Posição maioritária[1]: inadmissibilidade de um poder
administrativo de rejeição de leis inconstitucionais
Primeiramente,
principiamos com um dos vetores principais desta posição: a vinculação direta e
imediata que a Administração deve à lei, por força do preceituado do artigo
3.º, n.º 1 do Código de Procedimento Administrativo[2]. Ora, qualquer lei advém
de uma disposição anterior, cuja legalidade e conformidade com a lex
superior, a Constituição, terá sido já confirmada, pelo que existiria já uma
presunção de constitucionalidade, que deriva da supremacia da Lei Fundamental. Logo,
a submissão ao princípio da legalidade impediria a que a Administração Pública
deixasse de cumprir a lei com fundamento na sua inconstitucionalidade. Ou seja,
perante o conflito entre os princípios da constitucionalidade e o da
legalidade, prevaleceria o segundo.

(Alguns registos)
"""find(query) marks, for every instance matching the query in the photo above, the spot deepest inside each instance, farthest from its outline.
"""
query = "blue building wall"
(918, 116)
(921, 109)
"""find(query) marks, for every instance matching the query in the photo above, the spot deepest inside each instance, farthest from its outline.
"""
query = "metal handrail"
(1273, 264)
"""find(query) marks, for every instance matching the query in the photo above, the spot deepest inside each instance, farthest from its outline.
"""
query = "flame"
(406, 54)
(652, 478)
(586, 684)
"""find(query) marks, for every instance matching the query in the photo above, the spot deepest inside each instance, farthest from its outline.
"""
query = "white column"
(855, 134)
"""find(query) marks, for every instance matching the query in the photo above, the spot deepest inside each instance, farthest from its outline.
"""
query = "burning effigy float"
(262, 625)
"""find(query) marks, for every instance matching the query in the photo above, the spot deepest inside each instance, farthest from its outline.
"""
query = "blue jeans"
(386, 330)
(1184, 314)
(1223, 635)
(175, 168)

---

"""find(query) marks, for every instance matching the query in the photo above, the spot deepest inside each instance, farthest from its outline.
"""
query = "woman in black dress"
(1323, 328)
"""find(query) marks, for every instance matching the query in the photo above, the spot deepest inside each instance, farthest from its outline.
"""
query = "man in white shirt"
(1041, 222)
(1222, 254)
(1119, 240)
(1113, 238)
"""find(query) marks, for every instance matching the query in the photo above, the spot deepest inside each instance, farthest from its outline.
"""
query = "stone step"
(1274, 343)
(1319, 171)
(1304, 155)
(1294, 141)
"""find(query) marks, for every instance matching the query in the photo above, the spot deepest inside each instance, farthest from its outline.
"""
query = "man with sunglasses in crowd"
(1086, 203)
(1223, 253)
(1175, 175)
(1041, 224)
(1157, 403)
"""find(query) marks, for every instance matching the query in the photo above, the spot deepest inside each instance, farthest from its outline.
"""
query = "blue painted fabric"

▸ **Exercício escrito 1**
No texto sobre a rejeição administrativa de leis inconstitucionais, qual é o preceito do Código de Procedimento Administrativo que impõe à Administração a vinculação direta e imediata à lei?
▸ **Exercício escrito 2**
Transcreva do texto sobre a rejeição administrativa de leis inconstitucionais o trecho entre "Posição maioritária[1]: inadmissibilidade" e "prevaleceria o segundo.", inclusive.

▸ **Resolução completa 1**
O artigo 3.º, n.º 1 do Código de Procedimento Administrativo.

▸ **Resolução completa 2**
Posição maioritária[1]: inadmissibilidade de um poder
administrativo de rejeição de leis inconstitucionais
Primeiramente,
principiamos com um dos vetores principais desta posição: a vinculação direta e
imediata que a Administração deve à lei, por força do preceituado do artigo
3.º, n.º 1 do Código de Procedimento Administrativo[2]. Ora, qualquer lei advém
de uma disposição anterior, cuja legalidade e conformidade com a lex
superior, a Constituição, terá sido já confirmada, pelo que existiria já uma
presunção de constitucionalidade, que deriva da supremacia da Lei Fundamental. Logo,
a submissão ao princípio da legalidade impediria a que a Administração Pública
deixasse de cumprir a lei com fundamento na sua inconstitucionalidade. Ou seja,
perante o conflito entre os princípios da constitucionalidade e o da
legalidade, prevaleceria o segundo.